抜粋本文 =
ただし、これだけの話だと、IT系サービスに詳しいオフィスワーカーの方は「またか」という感想を持つかもしれない。事前予約・事前決済のシステムは、似たようなものが登場しては消えていくということを繰り返しているからだ。

その理由は明らかだ。システムを導入すると、店舗側の負担が大きく増えてしまう。例えば、事前予約を受けるとそれを通常のラインとは別の厨房に連絡し、厨房は通常のラインとは別に調理をしなければならないことがある。また、このシステムのためだけに専用のパソコンや通信機器を用意し、使い方を覚えなければならないという手間もある。ただでさえ、てんてこ舞いのランチ時にそうした負担は厳しい。大きな集客効果が見込めるかも不透明な場合、結局店舗側はこのようなサービスを停止してしまう。

「私たちは店舗の負担を減らすことを目標にオーダーを開発しました。一部の店舗ですと、従来の予約システムと比べてオペレーション効率は2倍になりました」(ショーケース・ギグ代表取締役・新田剛史氏)。つまり、半分の時間、半分の人手で商品が用意できるということだ。

対象データ =
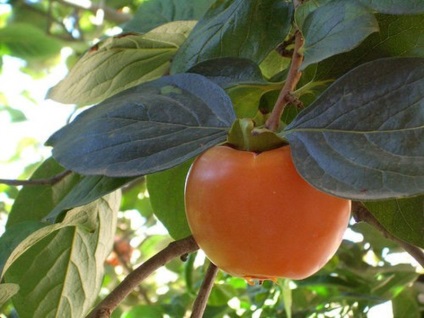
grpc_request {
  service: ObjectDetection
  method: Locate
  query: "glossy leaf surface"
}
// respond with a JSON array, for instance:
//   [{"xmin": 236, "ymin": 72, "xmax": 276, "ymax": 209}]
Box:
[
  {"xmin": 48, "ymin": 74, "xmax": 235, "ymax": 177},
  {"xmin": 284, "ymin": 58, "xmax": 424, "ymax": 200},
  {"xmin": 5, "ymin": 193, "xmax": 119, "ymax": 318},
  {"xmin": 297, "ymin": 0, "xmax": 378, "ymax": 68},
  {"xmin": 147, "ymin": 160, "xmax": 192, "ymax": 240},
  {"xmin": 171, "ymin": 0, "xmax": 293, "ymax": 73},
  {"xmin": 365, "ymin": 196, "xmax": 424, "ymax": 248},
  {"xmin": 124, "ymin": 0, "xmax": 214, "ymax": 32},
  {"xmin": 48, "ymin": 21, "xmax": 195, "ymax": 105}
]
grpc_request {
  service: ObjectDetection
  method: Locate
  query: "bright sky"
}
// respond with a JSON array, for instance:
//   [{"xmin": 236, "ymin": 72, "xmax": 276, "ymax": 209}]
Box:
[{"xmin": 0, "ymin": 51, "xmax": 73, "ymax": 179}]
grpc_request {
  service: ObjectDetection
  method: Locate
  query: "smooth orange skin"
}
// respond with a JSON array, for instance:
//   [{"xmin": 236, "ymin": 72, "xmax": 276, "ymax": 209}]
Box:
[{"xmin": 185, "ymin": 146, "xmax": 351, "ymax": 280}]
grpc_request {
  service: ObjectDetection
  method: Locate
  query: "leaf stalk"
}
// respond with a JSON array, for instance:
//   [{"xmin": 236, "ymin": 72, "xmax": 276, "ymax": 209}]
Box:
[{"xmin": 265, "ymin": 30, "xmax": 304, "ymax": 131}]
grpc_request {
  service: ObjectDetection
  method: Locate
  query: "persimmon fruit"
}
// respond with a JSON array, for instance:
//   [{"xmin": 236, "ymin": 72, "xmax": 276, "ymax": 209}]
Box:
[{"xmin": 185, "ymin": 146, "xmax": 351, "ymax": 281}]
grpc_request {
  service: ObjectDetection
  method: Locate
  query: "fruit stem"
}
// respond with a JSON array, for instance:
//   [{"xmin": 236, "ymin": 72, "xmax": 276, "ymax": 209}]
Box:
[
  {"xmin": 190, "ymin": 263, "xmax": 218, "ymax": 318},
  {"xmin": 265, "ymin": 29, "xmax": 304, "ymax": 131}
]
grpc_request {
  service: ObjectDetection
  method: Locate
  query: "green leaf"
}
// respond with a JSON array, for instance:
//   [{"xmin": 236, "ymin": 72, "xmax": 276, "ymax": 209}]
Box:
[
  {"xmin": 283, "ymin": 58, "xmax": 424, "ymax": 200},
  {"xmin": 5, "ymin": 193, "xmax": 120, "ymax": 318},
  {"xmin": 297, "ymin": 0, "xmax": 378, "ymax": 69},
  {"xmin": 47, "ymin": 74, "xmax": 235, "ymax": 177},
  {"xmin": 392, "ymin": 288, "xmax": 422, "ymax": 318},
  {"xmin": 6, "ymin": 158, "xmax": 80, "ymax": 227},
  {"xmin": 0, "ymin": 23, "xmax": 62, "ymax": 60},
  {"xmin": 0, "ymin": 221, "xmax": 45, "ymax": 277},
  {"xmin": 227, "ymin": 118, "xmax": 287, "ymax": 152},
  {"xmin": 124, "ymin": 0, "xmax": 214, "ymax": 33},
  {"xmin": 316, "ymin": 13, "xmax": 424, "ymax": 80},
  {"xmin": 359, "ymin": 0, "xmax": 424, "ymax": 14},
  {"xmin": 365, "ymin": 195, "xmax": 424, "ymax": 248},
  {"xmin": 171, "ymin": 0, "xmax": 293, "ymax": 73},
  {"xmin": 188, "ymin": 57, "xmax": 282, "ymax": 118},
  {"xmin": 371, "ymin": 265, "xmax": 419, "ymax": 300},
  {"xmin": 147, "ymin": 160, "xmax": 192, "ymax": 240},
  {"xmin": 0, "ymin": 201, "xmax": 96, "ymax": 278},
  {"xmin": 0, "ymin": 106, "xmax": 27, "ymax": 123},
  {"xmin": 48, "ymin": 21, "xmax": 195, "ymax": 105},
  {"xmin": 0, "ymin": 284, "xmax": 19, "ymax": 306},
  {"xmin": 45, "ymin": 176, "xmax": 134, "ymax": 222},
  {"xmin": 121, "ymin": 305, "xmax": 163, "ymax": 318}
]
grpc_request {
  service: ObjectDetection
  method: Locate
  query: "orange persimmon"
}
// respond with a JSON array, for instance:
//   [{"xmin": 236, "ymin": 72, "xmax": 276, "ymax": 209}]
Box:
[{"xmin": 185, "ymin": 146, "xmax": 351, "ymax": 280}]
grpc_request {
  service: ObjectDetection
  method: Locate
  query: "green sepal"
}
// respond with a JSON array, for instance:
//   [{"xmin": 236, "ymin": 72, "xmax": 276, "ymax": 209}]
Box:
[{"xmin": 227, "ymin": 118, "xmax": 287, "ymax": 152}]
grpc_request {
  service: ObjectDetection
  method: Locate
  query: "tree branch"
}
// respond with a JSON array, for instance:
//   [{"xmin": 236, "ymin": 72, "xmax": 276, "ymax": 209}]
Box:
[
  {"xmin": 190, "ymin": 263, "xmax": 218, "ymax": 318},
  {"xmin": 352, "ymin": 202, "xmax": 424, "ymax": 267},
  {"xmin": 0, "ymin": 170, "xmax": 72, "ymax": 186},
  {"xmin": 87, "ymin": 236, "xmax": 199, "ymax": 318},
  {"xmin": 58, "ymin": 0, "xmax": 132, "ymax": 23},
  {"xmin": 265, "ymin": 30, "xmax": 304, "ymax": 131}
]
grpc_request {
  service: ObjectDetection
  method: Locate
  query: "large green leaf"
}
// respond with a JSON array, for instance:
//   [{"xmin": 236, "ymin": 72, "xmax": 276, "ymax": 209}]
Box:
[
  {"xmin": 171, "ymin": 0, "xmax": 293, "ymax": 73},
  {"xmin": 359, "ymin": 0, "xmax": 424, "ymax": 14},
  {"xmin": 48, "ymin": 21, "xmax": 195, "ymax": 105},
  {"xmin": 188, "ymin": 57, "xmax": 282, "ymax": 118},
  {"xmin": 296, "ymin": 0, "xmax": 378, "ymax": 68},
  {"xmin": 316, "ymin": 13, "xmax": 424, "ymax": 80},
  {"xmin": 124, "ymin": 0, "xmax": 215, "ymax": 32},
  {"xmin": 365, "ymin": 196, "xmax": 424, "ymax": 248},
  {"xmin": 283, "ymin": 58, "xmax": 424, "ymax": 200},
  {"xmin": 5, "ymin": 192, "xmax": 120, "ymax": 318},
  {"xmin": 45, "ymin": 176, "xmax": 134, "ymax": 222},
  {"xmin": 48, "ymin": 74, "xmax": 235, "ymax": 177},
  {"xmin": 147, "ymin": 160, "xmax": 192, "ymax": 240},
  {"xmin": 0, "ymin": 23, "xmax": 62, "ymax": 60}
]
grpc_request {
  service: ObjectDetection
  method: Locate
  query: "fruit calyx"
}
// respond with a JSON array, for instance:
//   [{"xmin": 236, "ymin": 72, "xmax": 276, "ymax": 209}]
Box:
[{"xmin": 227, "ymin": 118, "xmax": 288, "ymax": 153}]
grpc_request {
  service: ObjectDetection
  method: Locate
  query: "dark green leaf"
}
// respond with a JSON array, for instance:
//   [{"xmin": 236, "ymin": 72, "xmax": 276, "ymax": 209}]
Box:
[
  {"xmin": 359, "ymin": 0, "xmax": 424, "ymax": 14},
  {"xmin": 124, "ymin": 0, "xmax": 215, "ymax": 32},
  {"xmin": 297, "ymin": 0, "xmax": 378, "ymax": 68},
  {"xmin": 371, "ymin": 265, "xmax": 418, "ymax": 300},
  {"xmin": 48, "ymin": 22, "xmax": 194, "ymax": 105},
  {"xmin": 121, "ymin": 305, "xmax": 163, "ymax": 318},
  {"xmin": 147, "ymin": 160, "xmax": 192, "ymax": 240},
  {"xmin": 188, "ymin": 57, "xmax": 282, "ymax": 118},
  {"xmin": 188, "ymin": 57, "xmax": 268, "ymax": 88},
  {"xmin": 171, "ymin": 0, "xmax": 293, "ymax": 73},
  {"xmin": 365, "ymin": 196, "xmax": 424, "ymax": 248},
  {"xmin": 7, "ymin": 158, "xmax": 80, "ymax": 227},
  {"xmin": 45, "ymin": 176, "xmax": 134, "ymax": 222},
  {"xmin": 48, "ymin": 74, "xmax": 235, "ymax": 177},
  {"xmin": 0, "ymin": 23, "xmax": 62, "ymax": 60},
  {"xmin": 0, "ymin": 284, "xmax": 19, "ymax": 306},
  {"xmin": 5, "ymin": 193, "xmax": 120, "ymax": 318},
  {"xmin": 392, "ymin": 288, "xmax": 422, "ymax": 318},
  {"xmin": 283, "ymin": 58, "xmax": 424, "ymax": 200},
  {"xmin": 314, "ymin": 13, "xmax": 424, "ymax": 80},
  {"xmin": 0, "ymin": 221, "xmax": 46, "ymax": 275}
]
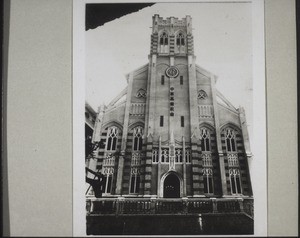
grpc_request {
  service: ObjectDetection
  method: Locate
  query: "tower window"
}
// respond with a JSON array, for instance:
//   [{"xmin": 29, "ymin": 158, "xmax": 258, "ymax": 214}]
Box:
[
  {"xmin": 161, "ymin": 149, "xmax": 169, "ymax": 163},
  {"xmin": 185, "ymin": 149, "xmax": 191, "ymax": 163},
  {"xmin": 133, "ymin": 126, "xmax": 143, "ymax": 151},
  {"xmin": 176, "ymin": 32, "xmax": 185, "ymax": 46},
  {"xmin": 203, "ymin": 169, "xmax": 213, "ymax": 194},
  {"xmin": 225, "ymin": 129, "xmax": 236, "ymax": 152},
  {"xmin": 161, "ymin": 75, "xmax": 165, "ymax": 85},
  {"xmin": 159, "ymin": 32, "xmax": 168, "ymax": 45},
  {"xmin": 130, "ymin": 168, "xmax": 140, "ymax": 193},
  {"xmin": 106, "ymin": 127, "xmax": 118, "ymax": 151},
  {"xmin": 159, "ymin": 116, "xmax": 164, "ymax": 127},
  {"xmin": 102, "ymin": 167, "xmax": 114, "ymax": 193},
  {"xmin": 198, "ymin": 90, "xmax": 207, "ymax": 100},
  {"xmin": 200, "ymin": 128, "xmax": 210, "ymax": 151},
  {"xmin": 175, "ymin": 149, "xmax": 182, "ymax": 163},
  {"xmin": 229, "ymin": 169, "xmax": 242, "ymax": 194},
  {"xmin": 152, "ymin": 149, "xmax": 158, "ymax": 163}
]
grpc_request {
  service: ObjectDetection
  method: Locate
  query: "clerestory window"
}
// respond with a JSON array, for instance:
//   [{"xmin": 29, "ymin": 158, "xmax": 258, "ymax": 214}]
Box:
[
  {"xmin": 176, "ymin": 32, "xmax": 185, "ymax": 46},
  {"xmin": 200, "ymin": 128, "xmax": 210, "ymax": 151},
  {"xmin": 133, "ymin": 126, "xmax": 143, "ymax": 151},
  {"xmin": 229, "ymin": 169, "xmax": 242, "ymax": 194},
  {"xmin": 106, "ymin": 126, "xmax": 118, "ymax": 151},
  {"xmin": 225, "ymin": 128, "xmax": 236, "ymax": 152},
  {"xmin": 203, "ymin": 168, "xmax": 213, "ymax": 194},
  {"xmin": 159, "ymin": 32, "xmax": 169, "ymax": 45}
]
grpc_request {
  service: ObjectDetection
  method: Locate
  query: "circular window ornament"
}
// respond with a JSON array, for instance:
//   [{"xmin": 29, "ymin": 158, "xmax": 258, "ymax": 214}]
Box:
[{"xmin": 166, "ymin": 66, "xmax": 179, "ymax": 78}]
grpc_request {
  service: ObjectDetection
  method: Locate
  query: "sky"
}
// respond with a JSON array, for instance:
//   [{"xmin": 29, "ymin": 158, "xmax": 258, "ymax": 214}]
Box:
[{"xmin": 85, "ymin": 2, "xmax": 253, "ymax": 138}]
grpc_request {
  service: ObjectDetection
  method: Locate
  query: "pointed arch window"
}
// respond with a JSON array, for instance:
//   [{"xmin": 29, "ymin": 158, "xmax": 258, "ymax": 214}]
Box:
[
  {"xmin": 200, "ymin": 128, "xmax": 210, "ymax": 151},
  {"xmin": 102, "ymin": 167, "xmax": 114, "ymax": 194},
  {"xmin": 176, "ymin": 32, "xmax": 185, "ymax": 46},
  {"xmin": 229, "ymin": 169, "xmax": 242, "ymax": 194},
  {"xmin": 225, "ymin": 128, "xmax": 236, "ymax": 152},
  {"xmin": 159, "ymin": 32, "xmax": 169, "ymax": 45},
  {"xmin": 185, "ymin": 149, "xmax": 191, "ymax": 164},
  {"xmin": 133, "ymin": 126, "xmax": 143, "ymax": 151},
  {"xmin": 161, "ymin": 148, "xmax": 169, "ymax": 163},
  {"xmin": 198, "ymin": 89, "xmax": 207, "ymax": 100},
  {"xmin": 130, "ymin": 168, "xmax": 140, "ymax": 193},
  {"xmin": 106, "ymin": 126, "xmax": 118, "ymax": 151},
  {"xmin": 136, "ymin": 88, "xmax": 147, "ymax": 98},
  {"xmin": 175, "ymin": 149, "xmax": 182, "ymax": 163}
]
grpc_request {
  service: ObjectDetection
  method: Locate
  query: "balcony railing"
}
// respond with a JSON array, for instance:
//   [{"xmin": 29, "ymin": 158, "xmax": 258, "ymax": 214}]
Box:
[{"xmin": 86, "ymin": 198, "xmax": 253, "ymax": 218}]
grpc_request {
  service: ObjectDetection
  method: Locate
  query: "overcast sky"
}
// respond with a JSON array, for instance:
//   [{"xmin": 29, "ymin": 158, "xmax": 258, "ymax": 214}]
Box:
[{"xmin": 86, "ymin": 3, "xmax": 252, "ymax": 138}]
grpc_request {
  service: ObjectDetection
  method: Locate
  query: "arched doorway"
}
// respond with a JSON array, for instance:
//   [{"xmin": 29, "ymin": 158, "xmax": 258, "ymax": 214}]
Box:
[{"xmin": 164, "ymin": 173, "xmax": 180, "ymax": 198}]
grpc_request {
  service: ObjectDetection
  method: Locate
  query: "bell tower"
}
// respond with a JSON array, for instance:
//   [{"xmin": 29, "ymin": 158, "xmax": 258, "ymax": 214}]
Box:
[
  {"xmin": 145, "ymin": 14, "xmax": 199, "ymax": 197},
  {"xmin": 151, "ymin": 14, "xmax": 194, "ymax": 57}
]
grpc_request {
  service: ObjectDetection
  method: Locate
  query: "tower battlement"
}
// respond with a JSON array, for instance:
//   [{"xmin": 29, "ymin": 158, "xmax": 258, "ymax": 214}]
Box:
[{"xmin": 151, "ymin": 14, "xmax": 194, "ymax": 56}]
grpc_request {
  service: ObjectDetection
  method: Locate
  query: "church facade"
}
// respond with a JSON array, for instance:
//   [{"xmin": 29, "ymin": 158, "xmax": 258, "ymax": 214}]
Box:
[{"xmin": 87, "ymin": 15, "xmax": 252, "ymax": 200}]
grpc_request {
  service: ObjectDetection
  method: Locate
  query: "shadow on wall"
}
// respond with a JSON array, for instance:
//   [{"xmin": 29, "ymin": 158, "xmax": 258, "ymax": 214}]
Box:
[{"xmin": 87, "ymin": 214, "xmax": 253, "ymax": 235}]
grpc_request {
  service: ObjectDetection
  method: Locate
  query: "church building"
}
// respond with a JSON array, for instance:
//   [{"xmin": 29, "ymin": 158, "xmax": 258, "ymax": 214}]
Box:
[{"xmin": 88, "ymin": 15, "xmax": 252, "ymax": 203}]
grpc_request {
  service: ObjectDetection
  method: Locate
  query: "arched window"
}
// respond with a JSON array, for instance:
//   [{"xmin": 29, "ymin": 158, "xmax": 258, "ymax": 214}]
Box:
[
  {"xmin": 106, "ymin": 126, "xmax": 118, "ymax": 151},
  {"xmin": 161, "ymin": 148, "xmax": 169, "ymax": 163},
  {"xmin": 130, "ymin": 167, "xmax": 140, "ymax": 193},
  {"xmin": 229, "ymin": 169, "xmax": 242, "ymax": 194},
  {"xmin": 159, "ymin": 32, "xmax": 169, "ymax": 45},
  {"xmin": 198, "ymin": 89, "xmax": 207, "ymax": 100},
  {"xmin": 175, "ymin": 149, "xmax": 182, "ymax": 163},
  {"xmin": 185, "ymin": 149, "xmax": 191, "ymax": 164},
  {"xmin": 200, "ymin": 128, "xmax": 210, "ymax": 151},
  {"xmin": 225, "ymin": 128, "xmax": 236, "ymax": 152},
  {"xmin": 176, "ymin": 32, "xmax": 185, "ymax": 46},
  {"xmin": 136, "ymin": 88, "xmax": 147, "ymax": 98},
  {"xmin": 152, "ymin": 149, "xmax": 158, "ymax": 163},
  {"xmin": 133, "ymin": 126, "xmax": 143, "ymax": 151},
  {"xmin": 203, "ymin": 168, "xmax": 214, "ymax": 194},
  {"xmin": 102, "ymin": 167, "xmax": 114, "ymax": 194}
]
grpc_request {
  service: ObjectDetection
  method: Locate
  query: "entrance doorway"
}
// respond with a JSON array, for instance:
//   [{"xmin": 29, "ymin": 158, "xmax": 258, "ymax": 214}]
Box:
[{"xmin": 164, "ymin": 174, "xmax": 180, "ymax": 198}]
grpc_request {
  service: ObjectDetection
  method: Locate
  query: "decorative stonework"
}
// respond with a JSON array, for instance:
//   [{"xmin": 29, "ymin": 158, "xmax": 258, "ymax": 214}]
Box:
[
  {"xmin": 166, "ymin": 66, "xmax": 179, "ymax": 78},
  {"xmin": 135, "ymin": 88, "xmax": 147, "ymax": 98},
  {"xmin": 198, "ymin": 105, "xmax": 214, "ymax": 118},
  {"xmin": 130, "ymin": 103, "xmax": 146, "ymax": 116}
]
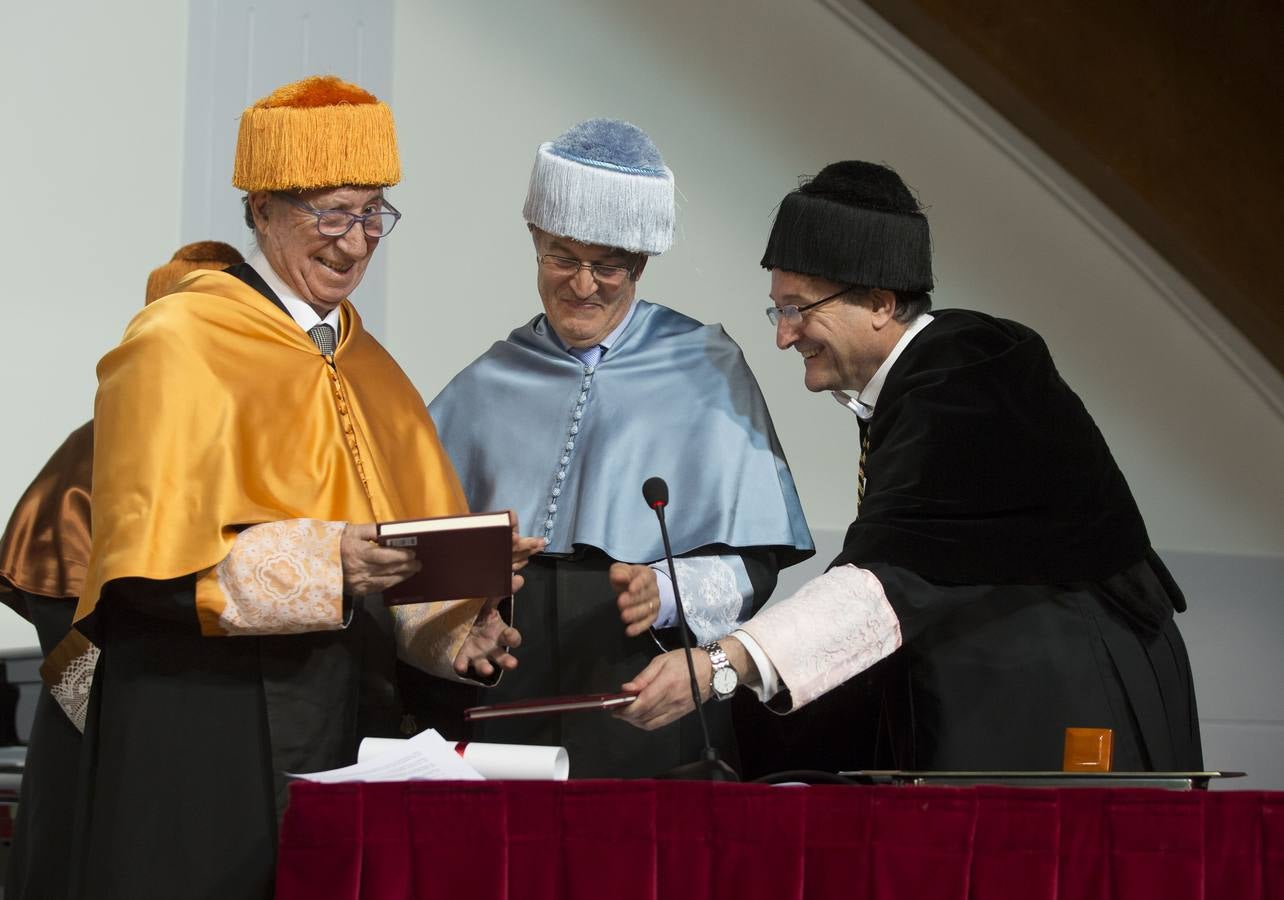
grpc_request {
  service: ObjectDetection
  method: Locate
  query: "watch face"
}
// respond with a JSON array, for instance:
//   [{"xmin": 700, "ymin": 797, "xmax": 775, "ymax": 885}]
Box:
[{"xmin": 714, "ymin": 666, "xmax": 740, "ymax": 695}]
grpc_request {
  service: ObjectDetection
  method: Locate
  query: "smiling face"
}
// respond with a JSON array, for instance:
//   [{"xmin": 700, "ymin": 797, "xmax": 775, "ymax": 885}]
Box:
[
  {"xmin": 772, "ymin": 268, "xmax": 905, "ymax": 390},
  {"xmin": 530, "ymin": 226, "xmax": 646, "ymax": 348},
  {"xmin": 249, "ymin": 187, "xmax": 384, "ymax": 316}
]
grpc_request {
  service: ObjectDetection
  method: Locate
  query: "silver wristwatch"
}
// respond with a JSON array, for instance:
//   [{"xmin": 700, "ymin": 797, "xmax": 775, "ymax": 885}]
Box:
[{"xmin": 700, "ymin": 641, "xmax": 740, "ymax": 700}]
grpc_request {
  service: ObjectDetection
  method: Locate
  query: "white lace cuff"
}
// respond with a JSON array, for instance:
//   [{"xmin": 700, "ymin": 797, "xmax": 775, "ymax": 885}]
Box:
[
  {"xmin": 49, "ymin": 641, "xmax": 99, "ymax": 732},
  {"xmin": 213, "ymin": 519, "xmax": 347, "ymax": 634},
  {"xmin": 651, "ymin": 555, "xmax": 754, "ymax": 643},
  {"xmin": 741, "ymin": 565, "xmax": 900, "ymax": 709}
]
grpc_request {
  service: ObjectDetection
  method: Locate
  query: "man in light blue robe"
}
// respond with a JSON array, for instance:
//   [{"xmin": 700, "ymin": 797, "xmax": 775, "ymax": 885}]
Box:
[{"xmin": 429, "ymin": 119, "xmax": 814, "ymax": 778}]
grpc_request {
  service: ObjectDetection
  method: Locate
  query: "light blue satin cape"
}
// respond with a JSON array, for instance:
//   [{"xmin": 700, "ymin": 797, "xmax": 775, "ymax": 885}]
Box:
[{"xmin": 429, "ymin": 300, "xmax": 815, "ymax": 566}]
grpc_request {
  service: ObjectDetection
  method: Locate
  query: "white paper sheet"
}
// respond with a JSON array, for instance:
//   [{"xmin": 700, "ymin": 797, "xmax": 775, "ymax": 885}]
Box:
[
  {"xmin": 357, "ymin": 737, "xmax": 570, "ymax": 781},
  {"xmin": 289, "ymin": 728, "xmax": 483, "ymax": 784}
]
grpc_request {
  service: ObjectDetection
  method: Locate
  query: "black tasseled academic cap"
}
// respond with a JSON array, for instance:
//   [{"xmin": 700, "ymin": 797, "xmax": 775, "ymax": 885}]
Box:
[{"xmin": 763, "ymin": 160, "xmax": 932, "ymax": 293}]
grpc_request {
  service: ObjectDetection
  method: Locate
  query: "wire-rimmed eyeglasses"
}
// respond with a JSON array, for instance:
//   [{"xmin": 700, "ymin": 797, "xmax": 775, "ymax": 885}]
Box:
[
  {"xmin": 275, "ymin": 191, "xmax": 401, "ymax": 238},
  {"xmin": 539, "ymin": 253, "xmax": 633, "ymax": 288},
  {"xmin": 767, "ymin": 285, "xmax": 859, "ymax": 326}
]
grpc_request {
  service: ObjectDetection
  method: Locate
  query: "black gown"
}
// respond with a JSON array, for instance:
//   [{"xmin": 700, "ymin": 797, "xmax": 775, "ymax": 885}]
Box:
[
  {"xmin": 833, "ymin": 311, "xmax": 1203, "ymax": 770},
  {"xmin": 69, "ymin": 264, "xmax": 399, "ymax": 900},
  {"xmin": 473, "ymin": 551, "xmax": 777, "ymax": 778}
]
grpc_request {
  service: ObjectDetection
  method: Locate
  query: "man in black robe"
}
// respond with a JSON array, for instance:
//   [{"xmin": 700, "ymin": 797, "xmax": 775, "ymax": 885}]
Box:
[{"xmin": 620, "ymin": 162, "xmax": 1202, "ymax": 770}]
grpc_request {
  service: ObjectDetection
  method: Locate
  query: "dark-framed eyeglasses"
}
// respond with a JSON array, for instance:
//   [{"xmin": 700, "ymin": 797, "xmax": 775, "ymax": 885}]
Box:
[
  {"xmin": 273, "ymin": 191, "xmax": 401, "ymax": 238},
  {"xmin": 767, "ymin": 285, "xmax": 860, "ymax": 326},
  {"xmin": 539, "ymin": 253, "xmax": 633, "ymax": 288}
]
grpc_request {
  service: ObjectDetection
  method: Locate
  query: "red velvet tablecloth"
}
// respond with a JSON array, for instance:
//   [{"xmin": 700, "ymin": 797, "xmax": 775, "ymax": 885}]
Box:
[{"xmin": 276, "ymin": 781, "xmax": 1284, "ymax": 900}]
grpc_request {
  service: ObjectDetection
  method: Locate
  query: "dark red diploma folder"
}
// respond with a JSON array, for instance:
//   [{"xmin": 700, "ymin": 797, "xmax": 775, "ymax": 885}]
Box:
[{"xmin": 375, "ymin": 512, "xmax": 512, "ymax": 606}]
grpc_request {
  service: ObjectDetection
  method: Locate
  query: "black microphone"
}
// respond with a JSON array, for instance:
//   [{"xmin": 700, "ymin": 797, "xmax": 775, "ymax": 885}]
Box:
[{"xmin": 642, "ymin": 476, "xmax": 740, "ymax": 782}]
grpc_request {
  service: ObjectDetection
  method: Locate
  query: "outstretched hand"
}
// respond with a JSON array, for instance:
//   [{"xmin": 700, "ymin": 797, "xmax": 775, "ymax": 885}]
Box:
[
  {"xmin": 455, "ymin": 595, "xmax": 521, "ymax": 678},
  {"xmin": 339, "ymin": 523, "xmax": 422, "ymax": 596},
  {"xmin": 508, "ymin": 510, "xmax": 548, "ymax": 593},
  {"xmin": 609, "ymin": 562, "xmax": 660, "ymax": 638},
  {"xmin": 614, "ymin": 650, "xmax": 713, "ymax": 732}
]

取り組む課題 = 事前予約システムに関する抜粋本文から、「その理由は明らかだ。システム」から「品が用意できるということだ。」までの範囲を正確に書き写すこと。

課題への回答 =
その理由は明らかだ。システムを導入すると、店舗側の負担が大きく増えてしまう。例えば、事前予約を受けるとそれを通常のラインとは別の厨房に連絡し、厨房は通常のラインとは別に調理をしなければならないことがある。また、このシステムのためだけに専用のパソコンや通信機器を用意し、使い方を覚えなければならないという手間もある。ただでさえ、てんてこ舞いのランチ時にそうした負担は厳しい。大きな集客効果が見込めるかも不透明な場合、結局店舗側はこのようなサービスを停止してしまう。

「私たちは店舗の負担を減らすことを目標にオーダーを開発しました。一部の店舗ですと、従来の予約システムと比べてオペレーション効率は2倍になりました」(ショーケース・ギグ代表取締役・新田剛史氏)。つまり、半分の時間、半分の人手で商品が用意できるということだ。